Page excerpt -
:::::
Device Performance Challenge

About this challenge

Applications are now closed

The Open Oximetry Project was created to improve the safety and accuracy of pulse oximeters in all populations. We recognize that many teams around the world are working to create new technologies and have need to validate them in human subjects. However, we also know that such tests can be difficult to access either do to cost or production timelines.

The Open Oximetry Project solicited applications from teams building pulse oximeter technology that specifically aims to improve global health equity. A limited number of applicants will be selected to receive free performance validation studies at the UCSF Hypoxia Lab in accordance with the 2022 ISO Standard.

Congratulations to the finalists and runners-up!

Congratulations to the finalists!

Finalists were selected based on the potential to improve global health equity and are listed below in alphabetical order.

1. The EquiVitals Device: This patent-pending pulse oximeter device that computes several vital signs, including oxygen saturation, respiration rate, heart rate, heart rate variability, and signal quality index was developed in the Advanced Integrated Circuits and Systems Lab at Tufts University under the direction of Dr. Valencia Koomson. The device has the following features: (1) signal-to-noise enhancement to improve accuracy for all skin tones, (2) user feedback to indicate correct sensor placement, and (3) signal quality index for classification.
2.  The Franklin Research Lab Device: The team at the Franklin Research Lab, Dr. Dan Franklin and PhD students, Megh Rathod and Jonathan Wu, developed wearable sensors that quantify skin constituents and improve pulse oximeter accuracy across skin tones. This device implements on-skin spectroscopy and operates on two concepts, 1) that additional wavelengths beyond the two used in conventional pulse oximetry allow quantification of additional chromophores (melanin, bilirubin, total hemoglobin, etc.), and 2) the varying penetration depth of these wavelengths enables measurement of pulse wave dynamics and skin perfusion.
3. The mobile phone-based reflectance pulse oximeter: This inexpensive device has been developed by Mike Bernstein and Eric McCollum to be embedded within an electronic health DHIS2 platform for real-time hypoxemia diagnosis and surveillance of children in LMICs. The device can be placed on an the arm, forehead, or palm.
:::::
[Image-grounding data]
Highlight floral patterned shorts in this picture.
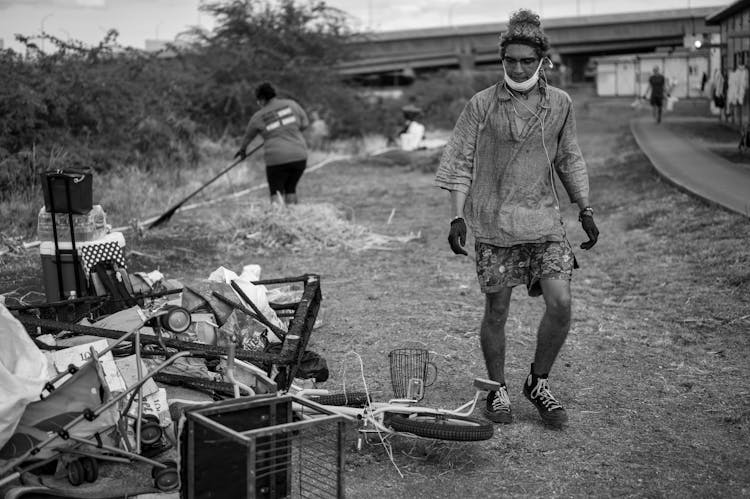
[475,241,578,296]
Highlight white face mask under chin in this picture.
[503,61,542,92]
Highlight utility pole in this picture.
[39,12,54,52]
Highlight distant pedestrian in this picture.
[398,104,425,151]
[234,82,310,204]
[643,66,666,123]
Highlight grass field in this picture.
[0,86,750,499]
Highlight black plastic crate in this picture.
[180,395,345,499]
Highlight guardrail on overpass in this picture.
[338,6,721,76]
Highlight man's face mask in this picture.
[503,56,542,92]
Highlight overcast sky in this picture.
[0,0,732,50]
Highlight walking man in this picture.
[435,9,599,427]
[646,66,666,123]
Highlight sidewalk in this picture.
[630,116,750,217]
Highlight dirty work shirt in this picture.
[435,83,589,247]
[246,97,310,166]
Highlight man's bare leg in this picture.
[479,288,513,383]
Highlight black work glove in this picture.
[578,210,599,250]
[448,218,468,255]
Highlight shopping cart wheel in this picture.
[79,456,99,483]
[68,459,83,486]
[154,466,180,492]
[141,414,162,445]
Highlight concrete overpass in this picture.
[339,5,722,81]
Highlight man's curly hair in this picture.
[500,9,549,59]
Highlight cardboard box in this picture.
[44,339,127,392]
[41,253,88,302]
[37,204,107,243]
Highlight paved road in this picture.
[630,117,750,217]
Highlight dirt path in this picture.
[1,92,750,499]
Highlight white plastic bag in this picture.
[0,303,47,448]
[208,267,286,343]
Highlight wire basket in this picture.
[388,348,437,400]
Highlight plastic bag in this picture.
[0,303,47,448]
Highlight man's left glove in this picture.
[578,207,599,250]
[448,218,468,255]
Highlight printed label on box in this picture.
[45,339,127,392]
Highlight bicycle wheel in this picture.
[388,413,495,442]
[305,392,367,407]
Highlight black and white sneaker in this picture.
[523,374,568,428]
[484,385,513,424]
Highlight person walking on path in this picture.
[644,66,666,123]
[435,9,599,427]
[234,82,310,204]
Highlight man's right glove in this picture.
[448,217,468,255]
[578,207,599,250]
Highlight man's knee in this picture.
[545,293,570,321]
[484,292,510,326]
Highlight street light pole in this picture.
[39,12,54,52]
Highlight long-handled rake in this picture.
[146,142,263,229]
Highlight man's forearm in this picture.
[451,191,466,220]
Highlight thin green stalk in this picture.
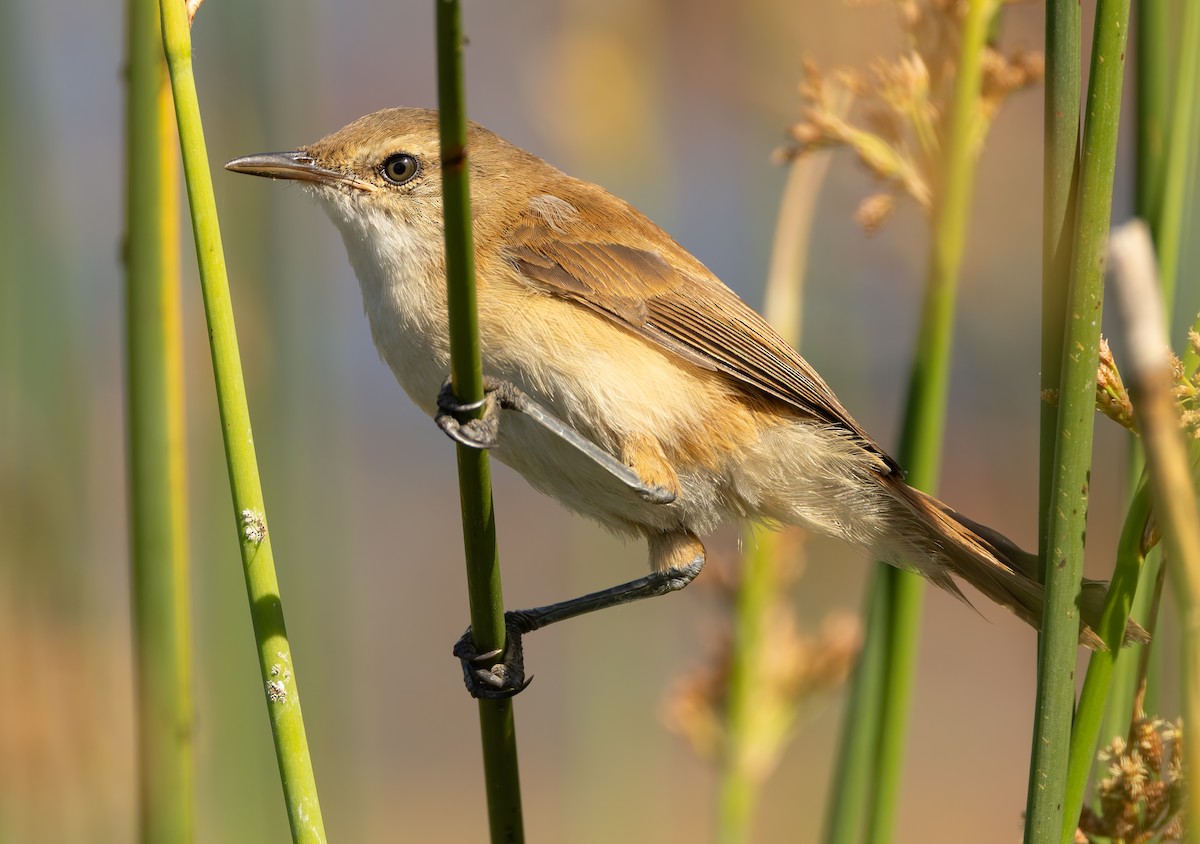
[716,525,780,844]
[1038,0,1082,573]
[1104,0,1200,768]
[716,143,832,844]
[125,0,196,844]
[436,0,524,842]
[821,565,890,844]
[1112,223,1200,840]
[1134,0,1172,243]
[1141,0,1200,319]
[868,0,1000,844]
[1025,0,1129,844]
[162,2,325,844]
[1062,478,1154,844]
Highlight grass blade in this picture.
[1025,0,1129,844]
[126,0,196,844]
[162,2,325,844]
[436,0,524,842]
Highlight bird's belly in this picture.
[492,412,726,542]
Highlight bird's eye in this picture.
[379,152,421,185]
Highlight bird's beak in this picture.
[226,150,378,192]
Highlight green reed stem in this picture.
[125,0,196,844]
[162,2,325,844]
[1141,0,1200,331]
[716,151,832,844]
[1062,478,1153,844]
[436,0,524,843]
[866,0,1000,844]
[1025,0,1129,844]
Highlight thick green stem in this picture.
[1025,0,1129,844]
[162,0,325,844]
[866,0,998,844]
[436,0,524,843]
[125,0,196,844]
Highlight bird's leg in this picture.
[454,532,704,700]
[434,376,676,504]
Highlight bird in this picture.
[226,108,1146,698]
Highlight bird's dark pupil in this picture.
[383,155,416,184]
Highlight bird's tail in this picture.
[886,480,1150,651]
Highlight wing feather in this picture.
[506,197,899,471]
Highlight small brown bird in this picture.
[226,108,1144,696]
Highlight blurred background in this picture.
[0,0,1198,843]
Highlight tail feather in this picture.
[893,480,1150,651]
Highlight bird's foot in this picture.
[454,612,533,700]
[433,378,516,448]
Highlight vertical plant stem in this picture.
[125,0,196,844]
[716,525,780,844]
[1112,222,1200,830]
[866,0,998,844]
[162,0,325,844]
[821,565,890,844]
[1038,0,1082,571]
[1141,0,1200,319]
[436,0,524,842]
[1025,0,1129,844]
[1062,478,1154,844]
[1134,0,1171,241]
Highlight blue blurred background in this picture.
[0,0,1196,843]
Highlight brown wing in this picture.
[506,197,899,471]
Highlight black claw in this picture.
[454,615,533,700]
[433,378,500,448]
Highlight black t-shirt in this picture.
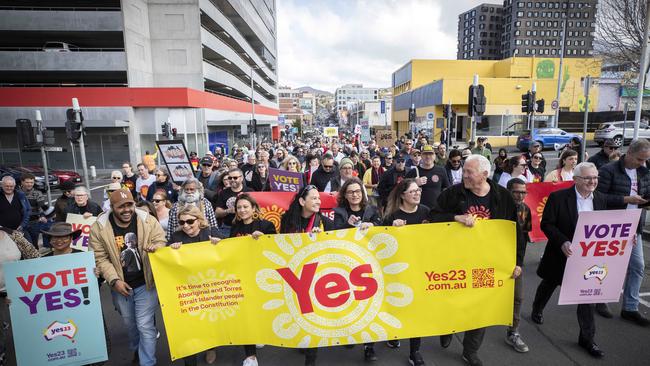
[214,187,250,226]
[382,204,430,226]
[230,220,277,238]
[167,227,221,245]
[109,214,145,288]
[465,189,492,220]
[406,166,451,207]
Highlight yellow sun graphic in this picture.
[256,229,413,347]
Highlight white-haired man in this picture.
[431,155,526,366]
[167,178,219,239]
[531,162,608,358]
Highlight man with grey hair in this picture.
[531,162,608,358]
[0,175,32,232]
[167,178,219,240]
[596,139,650,327]
[431,155,526,366]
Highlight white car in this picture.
[594,121,650,146]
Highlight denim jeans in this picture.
[623,234,645,311]
[111,285,158,366]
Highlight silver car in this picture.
[594,121,650,146]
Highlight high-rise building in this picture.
[501,0,598,58]
[0,0,279,169]
[456,4,503,60]
[456,0,598,60]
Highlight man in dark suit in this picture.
[531,162,607,358]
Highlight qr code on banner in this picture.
[472,268,494,288]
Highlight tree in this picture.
[595,0,647,72]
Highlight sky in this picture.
[276,0,492,92]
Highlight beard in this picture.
[178,192,202,205]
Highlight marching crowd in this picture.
[0,130,650,366]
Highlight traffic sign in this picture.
[551,99,560,109]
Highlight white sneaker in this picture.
[506,333,528,353]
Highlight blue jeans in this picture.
[623,234,645,311]
[111,285,158,366]
[25,220,52,249]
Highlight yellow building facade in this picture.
[391,57,601,146]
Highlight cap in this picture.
[339,158,354,169]
[59,180,75,192]
[111,189,135,207]
[603,139,618,147]
[422,145,436,154]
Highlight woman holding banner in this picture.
[167,206,221,366]
[280,184,333,366]
[383,178,429,366]
[230,193,276,366]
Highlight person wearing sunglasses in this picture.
[147,167,178,202]
[280,186,334,366]
[587,139,618,169]
[528,153,546,183]
[167,206,221,366]
[214,168,250,237]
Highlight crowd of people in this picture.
[0,134,650,366]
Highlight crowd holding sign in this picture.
[4,252,107,366]
[269,168,303,193]
[65,213,97,251]
[559,209,641,305]
[150,220,516,359]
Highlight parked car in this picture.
[23,166,81,184]
[43,42,79,52]
[517,128,582,151]
[594,121,650,146]
[0,166,59,192]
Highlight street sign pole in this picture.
[36,109,52,206]
[72,98,90,191]
[580,75,588,161]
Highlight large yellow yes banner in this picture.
[150,220,516,359]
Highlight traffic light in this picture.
[521,91,533,113]
[467,85,487,117]
[65,108,83,142]
[16,118,36,147]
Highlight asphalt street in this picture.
[8,144,650,366]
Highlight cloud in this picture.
[277,0,480,92]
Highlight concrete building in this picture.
[391,57,601,146]
[501,0,598,59]
[456,4,503,60]
[0,0,279,169]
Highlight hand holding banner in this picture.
[558,209,641,305]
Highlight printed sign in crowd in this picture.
[150,220,516,360]
[65,214,97,252]
[269,168,303,193]
[4,252,108,366]
[559,209,641,305]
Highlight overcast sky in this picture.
[276,0,492,92]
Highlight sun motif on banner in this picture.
[260,204,285,232]
[256,229,413,347]
[187,269,239,322]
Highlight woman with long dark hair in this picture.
[230,193,276,366]
[280,184,333,365]
[383,178,430,366]
[334,177,381,230]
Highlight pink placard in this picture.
[558,209,641,305]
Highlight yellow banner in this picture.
[150,220,516,360]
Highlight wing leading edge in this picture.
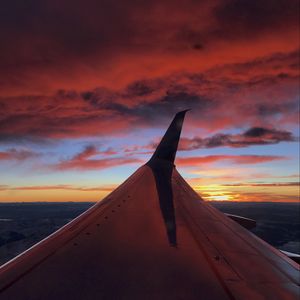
[0,112,299,300]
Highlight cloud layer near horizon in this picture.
[0,0,300,202]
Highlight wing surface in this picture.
[0,113,299,300]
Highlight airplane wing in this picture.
[0,112,299,300]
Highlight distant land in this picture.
[0,201,300,265]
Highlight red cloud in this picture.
[176,155,287,167]
[52,146,141,170]
[0,149,40,161]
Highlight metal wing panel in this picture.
[0,166,232,300]
[173,171,300,299]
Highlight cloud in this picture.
[0,148,40,161]
[222,181,300,188]
[0,184,116,192]
[179,127,297,150]
[176,155,287,167]
[50,145,141,171]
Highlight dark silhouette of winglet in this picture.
[147,109,189,248]
[149,109,190,164]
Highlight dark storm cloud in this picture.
[215,0,299,39]
[179,127,297,150]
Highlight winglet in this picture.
[149,109,190,164]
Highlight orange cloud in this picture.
[176,155,287,167]
[51,146,141,171]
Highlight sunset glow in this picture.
[0,0,300,202]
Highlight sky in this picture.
[0,0,300,202]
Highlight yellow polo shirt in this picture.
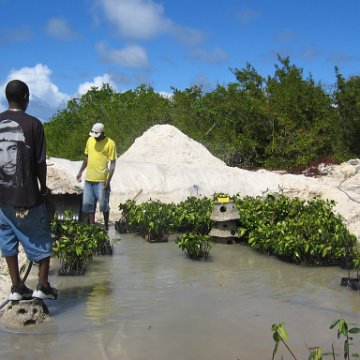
[84,136,116,182]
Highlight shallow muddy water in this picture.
[0,229,360,360]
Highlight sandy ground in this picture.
[0,125,360,299]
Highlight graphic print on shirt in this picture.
[0,120,29,188]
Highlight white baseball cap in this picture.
[89,123,105,138]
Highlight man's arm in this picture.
[76,155,88,182]
[36,160,48,196]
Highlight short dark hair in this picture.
[5,80,29,104]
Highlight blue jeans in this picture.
[0,204,52,261]
[82,180,110,214]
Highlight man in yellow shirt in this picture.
[76,123,116,231]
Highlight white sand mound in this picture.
[121,125,226,167]
[50,125,360,242]
[0,125,360,299]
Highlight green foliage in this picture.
[51,211,109,274]
[176,232,212,260]
[173,196,214,235]
[44,57,360,171]
[334,68,360,156]
[271,319,360,360]
[330,319,360,360]
[119,196,213,241]
[119,200,175,241]
[235,194,356,265]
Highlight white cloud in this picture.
[45,18,78,40]
[96,0,205,46]
[98,0,169,39]
[235,7,260,26]
[96,43,149,68]
[0,64,70,120]
[167,23,206,46]
[77,74,116,96]
[190,48,228,64]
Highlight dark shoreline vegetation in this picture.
[44,56,360,173]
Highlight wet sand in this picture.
[0,229,360,360]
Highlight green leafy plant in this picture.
[235,194,356,265]
[51,210,109,275]
[176,233,212,260]
[330,319,360,360]
[271,319,360,360]
[173,196,214,235]
[129,200,174,242]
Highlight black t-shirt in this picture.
[0,110,46,208]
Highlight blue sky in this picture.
[0,0,360,121]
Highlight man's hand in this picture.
[104,180,110,190]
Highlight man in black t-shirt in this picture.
[0,80,57,300]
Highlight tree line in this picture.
[44,56,360,172]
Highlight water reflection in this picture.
[0,229,360,360]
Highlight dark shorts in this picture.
[0,204,52,261]
[82,181,110,213]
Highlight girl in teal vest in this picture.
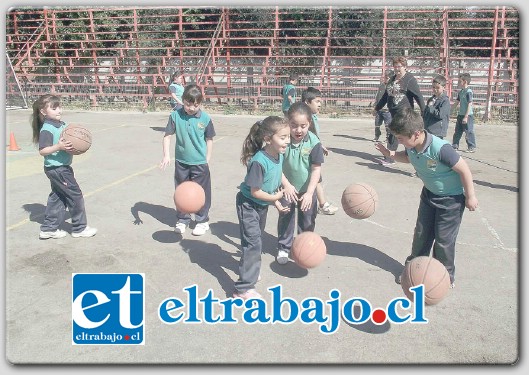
:::::
Problems to solve -
[A] From the challenge page, list every measure the EquiVitals device computes.
[B] Reproduce the challenge page's text word for word, beginning with "Device Performance Challenge" and ending after "2022 ISO Standard.".
Use only the challenge page for what comes next.

Answer list -
[A]
- oxygen saturation
- respiration rate
- heart rate
- heart rate variability
- signal quality index

[B]
Device Performance Challenge

About this challenge

Applications are now closed

The Open Oximetry Project was created to improve the safety and accuracy of pulse oximeters in all populations. We recognize that many teams around the world are working to create new technologies and have need to validate them in human subjects. However, we also know that such tests can be difficult to access either do to cost or production timelines.

The Open Oximetry Project solicited applications from teams building pulse oximeter technology that specifically aims to improve global health equity. A limited number of applicants will be selected to receive free performance validation studies at the UCSF Hypoxia Lab in accordance with the 2022 ISO Standard.